### Set exercise:
Transcribe word for word the part of the Craig G album review below that lies between "Intro – Craig" and "open things up.", inclusive.

### Document excerpt:
START
Most folks will remember Craig G as the lead off emcee from the classic Juice Crew joint “The Symphony”, a song that if you’re not familiar with and consider yourself a true hip-hop fan, you should immediately youtube, watch, and study. What you might not know is that Craig was also respected as one of the sickest freestyle emcees of his time (check youtube to see his epic battle with the freestyle legend, Supernatural). He later would go on to help Eminem write and coordinate the battle scenes in the movie 8 Mile and also wrote the rhymes for the character Dangerous in 50 Cent’s movie Get Rich Or Die Tryin’.
With the help of his mentor Marley Marl, Craig-G eventually signed a deal with Atlantic Records and released his debut album The Kingpin in 1989, which I’ve never heard but I’m sure most hip-hop fans haven’t either, since it only sold 17 copies worldwide. I am however, familiar with his second album and today’s subject, Now, That’s More Like It. Like it’s predecessor, Now, That’s More Like It failed to reach even wood status in sales, which would lead to Craig being dropped from Atlantic after its release and sentenced to dropping forgettable independent releases and never to be relevent in the hip-hop world again.
Which obviously isn’t a lot he’s content with, which might be one of the reasons he released an album in 2012 entitled Ramblings of an Angry Old Man.
Intro – Craig G introduces the listener to the album before going into the first song…
What You’re Used To – A Young Salaam Remi gets a co-production credit on this one. Not a great way to open the album. On second thought, a pretty boring way to open things up.
Girl Fever – Marley Marl’s instrumental sounds like something LL rejected for the Mama Said Knock You Out album, and that is not a compliment. Based on the title you can figure out what this one is about. Nothing ground breaking here, folks.
Take The Bait – Marley recycles the drums he used on LL’s “Chill” and adds a guitar lick and sick horn sample on the hook, as Craig G sound more comfortable on this track then the previous two. Craig’s also in battle mode, which may explain his comfort. Ah, now that’s more like it.
Somem To Swing To – Marley’s instrumental sounds empty, which isn’t a good thing, since Craig G is the type of emcee who needs energy behind him to help him standout in a crowd. And what’s up with the spelling of the song title? Is it poorly executed ebonics or an honest spelling error?
I Want To Be In Luv – Now there’s a phrase you don’t often hear coming from a rapper. This is clearly Craig’s attempt to gain some kind of female fan base. Craig buys the lady of his affection an engagement ring and asks her to marry him, on the first verse, then spends the next two verses talking about how hard it is to find a woman when you’ve got notoriety. This might have worked better if he started the song off with the last two verses, then wrapped things up with the first verse, but it is what it is. Marley’s instrumental has that new jack swing feel that he begin to flirt with in the early nineties, which is tolerable this time around.
Give It To Me – Craig G invites Masta Ace to the stu for this duet. Each emcee gets two verses to spit over a decent Marley Marl track. End result: our host gets murdered on his own shit.
Intro II – Remember, this was recorded in 1991, when cassette tapes were still standard. This is a short interlude to kick off the second side of the cassette. Think of it as the halftime show for the cassette version.
END
### Data block:
START
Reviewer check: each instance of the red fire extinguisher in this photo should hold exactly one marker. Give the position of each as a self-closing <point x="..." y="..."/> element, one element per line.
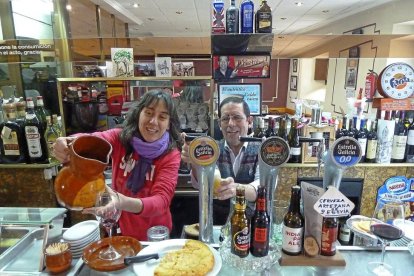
END
### Finished answer:
Intro – Craig G introduces the listener to the album before going into the first song…
What You’re Used To – A Young Salaam Remi gets a co-production credit on this one. Not a great way to open the album. On second thought, a pretty boring way to open things up.